__FRAGMENTO DEL DOCUMENTO__.
La sartén por el mango

miércoles, julio 05, 2006

Masacre sobre la mesa

Me encanta la langosta, así que el fin de semana pasado fui a uno de esos restaurantes donde las exhiben vivas en unos pequeños estanques, para que el cliente elija la de su preferencia. Así lo hice, y todo estuvo perfecto hasta que el encargado atrapó la que yo le señalé con el dedo, la puso sobre un tablón y allí, frente a mis ojos, le atravesó un cuchillo de punta a punta, y yo tuve que presenciar la agonía del animalejo y sus últimos espasmos de vida. No me pregunten por qué me puse sentimental (no me suele pasar), pero volví a la mesa destruido, sintiendo una especie de incómoda vergüenza por haber sido el autor intelectual de semejante patíbulo. Sobra decir que esa carne, que igual encontré exquisita, se me atascó entre el pudor y la conciencia.

Luego averigüé, y me explicaron que hay dos maneras de matar a una langosta: la que tuve que presenciar o zambulléndola en un caldero hirviente. “¿No es muy cruel?”, pregunté, a lo que me respondieron, tratando de tranquilizarme, que por mucho el animalito pataleará 30 segundos dentro de la olla antes de morir. ¿Pueden imaginar ustedes, amables lectores, lo que es patalear durante 30 segundos dentro de una olla hirviendo?

__MATERIAL PROPORCIONADO__.
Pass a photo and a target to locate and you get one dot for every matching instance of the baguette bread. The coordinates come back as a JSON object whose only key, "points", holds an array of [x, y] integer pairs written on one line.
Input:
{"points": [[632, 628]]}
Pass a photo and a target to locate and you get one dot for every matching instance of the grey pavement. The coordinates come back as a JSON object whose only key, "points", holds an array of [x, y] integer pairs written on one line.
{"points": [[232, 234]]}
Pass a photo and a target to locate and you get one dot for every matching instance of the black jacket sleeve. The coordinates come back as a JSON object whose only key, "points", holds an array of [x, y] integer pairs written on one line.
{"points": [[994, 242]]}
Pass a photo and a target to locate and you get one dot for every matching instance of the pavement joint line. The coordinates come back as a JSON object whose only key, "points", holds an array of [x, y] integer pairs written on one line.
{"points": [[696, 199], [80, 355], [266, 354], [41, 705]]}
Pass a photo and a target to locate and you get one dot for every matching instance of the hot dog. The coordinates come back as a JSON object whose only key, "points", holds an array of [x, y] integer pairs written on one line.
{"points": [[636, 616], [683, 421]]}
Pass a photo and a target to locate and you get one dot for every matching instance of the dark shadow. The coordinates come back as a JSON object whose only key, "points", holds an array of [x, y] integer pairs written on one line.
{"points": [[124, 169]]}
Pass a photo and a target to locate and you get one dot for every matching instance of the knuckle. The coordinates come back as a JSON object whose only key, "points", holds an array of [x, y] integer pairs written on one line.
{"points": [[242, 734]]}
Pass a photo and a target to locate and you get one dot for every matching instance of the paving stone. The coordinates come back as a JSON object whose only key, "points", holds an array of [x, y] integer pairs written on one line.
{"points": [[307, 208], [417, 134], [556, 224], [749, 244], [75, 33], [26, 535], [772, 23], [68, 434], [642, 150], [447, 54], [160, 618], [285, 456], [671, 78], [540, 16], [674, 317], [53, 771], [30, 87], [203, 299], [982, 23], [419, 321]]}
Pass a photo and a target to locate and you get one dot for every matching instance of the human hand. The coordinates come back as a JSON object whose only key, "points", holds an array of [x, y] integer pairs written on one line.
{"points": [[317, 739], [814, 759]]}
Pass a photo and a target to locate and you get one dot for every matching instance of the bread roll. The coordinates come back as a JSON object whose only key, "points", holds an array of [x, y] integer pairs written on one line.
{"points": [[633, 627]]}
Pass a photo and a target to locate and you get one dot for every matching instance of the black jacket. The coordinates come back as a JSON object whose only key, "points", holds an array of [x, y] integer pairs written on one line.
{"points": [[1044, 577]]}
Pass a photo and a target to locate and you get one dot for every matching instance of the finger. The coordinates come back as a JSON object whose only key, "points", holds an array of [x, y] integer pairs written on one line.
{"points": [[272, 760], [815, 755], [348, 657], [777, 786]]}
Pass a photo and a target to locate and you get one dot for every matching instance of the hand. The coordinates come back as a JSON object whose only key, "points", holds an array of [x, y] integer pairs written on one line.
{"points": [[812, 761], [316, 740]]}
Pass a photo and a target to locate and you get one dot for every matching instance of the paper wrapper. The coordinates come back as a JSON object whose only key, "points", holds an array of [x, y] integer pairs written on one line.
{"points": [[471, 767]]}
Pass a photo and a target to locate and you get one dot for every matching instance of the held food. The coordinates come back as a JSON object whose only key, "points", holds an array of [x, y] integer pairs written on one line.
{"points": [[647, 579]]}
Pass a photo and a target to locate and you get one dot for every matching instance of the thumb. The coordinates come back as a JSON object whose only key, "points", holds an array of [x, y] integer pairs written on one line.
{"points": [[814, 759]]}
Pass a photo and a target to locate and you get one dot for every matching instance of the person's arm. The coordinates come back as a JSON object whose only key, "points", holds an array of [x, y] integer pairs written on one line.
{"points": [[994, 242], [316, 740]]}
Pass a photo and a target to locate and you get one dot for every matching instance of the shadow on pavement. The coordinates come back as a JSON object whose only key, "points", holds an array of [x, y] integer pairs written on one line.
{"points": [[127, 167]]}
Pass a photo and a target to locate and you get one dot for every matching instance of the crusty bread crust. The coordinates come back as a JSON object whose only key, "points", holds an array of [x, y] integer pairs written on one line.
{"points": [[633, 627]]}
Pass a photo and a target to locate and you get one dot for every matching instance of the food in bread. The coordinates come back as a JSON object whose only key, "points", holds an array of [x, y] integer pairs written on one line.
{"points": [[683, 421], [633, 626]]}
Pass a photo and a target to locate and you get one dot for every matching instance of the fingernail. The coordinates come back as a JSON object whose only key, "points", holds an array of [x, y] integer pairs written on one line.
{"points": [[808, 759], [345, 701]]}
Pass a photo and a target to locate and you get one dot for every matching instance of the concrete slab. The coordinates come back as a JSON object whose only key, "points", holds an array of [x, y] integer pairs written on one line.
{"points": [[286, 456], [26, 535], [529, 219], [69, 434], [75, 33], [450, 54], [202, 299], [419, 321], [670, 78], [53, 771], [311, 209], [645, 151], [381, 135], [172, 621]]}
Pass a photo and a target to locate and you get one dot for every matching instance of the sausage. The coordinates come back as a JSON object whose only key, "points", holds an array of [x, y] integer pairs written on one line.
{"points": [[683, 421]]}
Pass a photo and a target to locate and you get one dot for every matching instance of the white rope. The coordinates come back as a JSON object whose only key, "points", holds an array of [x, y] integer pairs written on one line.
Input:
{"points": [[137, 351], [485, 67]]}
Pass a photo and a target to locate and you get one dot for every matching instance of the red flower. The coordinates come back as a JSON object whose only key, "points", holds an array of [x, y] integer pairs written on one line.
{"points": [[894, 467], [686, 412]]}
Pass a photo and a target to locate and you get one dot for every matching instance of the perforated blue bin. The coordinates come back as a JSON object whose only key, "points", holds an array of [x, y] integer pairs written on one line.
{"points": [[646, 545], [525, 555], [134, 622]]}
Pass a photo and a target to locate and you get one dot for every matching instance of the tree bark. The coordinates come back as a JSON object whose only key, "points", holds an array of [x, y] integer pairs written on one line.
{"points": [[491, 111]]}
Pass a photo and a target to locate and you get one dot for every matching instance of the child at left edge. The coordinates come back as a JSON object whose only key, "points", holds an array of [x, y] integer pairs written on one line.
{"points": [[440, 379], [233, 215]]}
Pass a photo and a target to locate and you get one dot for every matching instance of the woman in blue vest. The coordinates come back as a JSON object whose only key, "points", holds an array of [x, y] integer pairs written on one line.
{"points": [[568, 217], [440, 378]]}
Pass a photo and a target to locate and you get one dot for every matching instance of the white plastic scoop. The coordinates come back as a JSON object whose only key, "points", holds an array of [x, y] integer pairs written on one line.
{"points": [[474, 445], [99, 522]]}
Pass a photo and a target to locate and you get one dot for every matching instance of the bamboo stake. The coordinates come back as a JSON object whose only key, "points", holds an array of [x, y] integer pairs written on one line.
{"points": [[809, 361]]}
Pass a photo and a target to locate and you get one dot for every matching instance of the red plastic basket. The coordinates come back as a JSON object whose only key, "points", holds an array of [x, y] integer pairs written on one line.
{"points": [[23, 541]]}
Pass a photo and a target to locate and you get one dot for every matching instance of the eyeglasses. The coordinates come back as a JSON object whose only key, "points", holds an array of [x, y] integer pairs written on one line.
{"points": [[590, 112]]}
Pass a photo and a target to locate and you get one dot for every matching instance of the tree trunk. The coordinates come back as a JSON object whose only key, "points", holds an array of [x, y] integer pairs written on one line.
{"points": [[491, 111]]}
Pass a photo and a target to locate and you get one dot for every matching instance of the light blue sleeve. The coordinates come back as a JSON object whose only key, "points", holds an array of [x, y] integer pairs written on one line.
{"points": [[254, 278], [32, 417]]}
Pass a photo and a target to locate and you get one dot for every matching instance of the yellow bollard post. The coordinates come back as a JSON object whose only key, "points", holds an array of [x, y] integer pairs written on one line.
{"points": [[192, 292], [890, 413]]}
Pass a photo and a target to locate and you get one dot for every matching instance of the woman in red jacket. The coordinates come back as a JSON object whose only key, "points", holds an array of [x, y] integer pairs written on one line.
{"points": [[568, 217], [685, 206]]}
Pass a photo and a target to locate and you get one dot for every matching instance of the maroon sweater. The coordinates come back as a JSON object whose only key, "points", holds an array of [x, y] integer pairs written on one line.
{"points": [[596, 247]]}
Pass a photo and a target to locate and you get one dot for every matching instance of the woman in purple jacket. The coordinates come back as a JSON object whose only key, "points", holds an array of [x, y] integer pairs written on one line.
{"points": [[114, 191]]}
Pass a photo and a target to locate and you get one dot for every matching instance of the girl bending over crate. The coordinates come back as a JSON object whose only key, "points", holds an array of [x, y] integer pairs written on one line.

__INSTRUCCIONES__.
1. Indica si cada afirmación concuerda con el fragmento sobre la langosta, respondiendo sí o no y citando las palabras del fragmento que lo deciden: (a) en el restaurante, el cliente escoge la langosta que prefiere; (b) quien narra encontró desagradable la carne; (c) le aseguraron que la langosta patalea un minuto dentro de la olla antes de morir.
2. Transcribe del fragmento sobre la langosta el pasaje que comienza en "Masacre sobre la" y termina en "y la conciencia.".
Para resolver el ejercicio, consulta solo el fragmento sobre la langosta.

__RESPUESTAS DEL EJERCICIO__.
1.
(a) Sí: «para que el cliente elija la de su preferencia».
(b) No: «que igual encontré exquisita».
(c) No: «por mucho el animalito pataleará 30 segundos dentro de la olla antes de morir».

2.
Masacre sobre la mesa

Me encanta la langosta, así que el fin de semana pasado fui a uno de esos restaurantes donde las exhiben vivas en unos pequeños estanques, para que el cliente elija la de su preferencia. Así lo hice, y todo estuvo perfecto hasta que el encargado atrapó la que yo le señalé con el dedo, la puso sobre un tablón y allí, frente a mis ojos, le atravesó un cuchillo de punta a punta, y yo tuve que presenciar la agonía del animalejo y sus últimos espasmos de vida. No me pregunten por qué me puse sentimental (no me suele pasar), pero volví a la mesa destruido, sintiendo una especie de incómoda vergüenza por haber sido el autor intelectual de semejante patíbulo. Sobra decir que esa carne, que igual encontré exquisita, se me atascó entre el pudor y la conciencia.